▸ **Short exercise A**:
In the Python regex flags text, what single letter is the short form of re.IGNORECASE?
▸ **Short exercise B**:
Carry on the Python regex flags text from the point where it stops.

4.8. Regex Syntax Flag¶

re.ASCII - perform ASCII-only matching instead of full Unicode matching
re.IGNORECASE - case-insensitive search
re.LOCALE - case-insensitive matching dependent on the current locale (deprecated)
re.MULTILINE - match can start in one line, and end in another
re.DOTALL - dot (.) matches also newline characters
re.UNICODE - turns on unicode character support for \w
re.VERBOSE - ignores spaces (except \s) and allows for comments in in re.compile()
re.DEBUG - display debugging information during pattern compilation

The final piece of regex syntax that Python's regular expression engine offers is a means of setting the flags. Usually the flags are set by passing them as additional parameters when calling the re.compile() function, but sometimes it's more convenient to set them as part of the regex itself. The syntax is simply (?flags) where flags is one or more of the following:

re.ASCII
re.IGNORECASE
re.LOCALE
re.MULTILINE
re.DOTALL
re.UNICODE
re.VERBOSE
re.DEBUG

If the flags are set this way, they should be put at the start of the regex; they match nothing, so their effect on the regex is only to set the flags. The letters used for the flags are the same as the ones used by Perl's regex engine, which is why s is used for re.DOTALL and x is used for re.VERBOSE [1].

4.8.1. SetUp¶

>>> import re

4.8.2. ASCII¶

Short: a
Long: re.ASCII
Perform ASCII-only matching instead of full Unicode matching
Works for \w, \W, \b, \B, \d, \D, \s and \S
ASCII only search is faster, but does not include unicode characters

>>> TEXT = 'cześć'  # 'hello' in Polish
>>> re.findall(r'\w', TEXT)
['c', 'z', 'e', 'ś', 'ć']
>>>
>>> re.findall(r'\w', TEXT, flags=re.ASCII)
['c', 'z', 'e']

Mind that range character class [a-z] is always ASCII:

>>> TEXT = 'cześć'  # 'hello' in Polish
>>>
>>> re.findall(r'[a-z]', TEXT)
['c', 'z', 'e']
>>>
>>> re.findall(r'[a-z]', TEXT, flags=re.ASCII)
['c', 'z', 'e']

4.8.3. IGNORECASE¶

Short: i
Long: re.IGNORECASE
Case-insensitive search
Has Unicode support i.e. Ą and ą

>>> TEXT = 'Email from Mark Watney <mwatney@nasa.gov> received on: Sat, Jan 1st, 2000 at 12:00 AM'
>>>
>>> re.findall(r'NASA', TEXT)
[]
>>>
>>> re.findall(r'NASA', TEXT, flags=re.IGNORECASE)

▸ **Material provided**:
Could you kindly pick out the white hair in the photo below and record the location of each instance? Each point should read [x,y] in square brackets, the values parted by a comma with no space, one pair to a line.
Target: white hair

▸ **Reply A**:
i

▸ **Reply B**:
['nasa']

4.8.4. LOCALE¶

Short: L
Long: re.LOCALE
Case-insensitive matching dependent on the current locale
Work for \w, \W, \b, \B
Use of this flag is discouraged as the locale mechanism is very unreliable
It only works with 8-bit locales

>>> import locale
>>>
>>> locale.getlocale()  
('en_US', 'UTF-8')

4.8.5. MULTILINE¶

Short: m
Long: re.MULTILINE
Match can start in one line, and end in another
Changes meaning of ^, now it is a start of a line
Changes meaning of $, now it is an end of line

>>> TEXT = 'hello\nworld'
>>>
>>> re.findall('^[a-z]', TEXT)
['h']
>>>
>>> re.findall('^[a-z]', TEXT, flags=re.MULTILINE)
['h', 'w']

>>> TEXT = """We choose to go to the moon.
... We choose to go to the moon in this decade and do the other things,
... not because they are easy,
... but because they are hard,
... because that goal will serve to organize and measure the best of our energies and skills,
... because that challenge is one that we are willing to accept,
... one we are unwilling to postpone,
... and one which we intend to win,
... and the others, too."""
>>>
>>>
>>> sentence = r'[A-Z][a-z, ]+\.'
>>> re.findall(sentence, TEXT)
['We choose to go to the moon.']
>>>
>>> sentence = r'[A-Z][a-z, \n]+\.'
>>> re.findall(sentence, TEXT)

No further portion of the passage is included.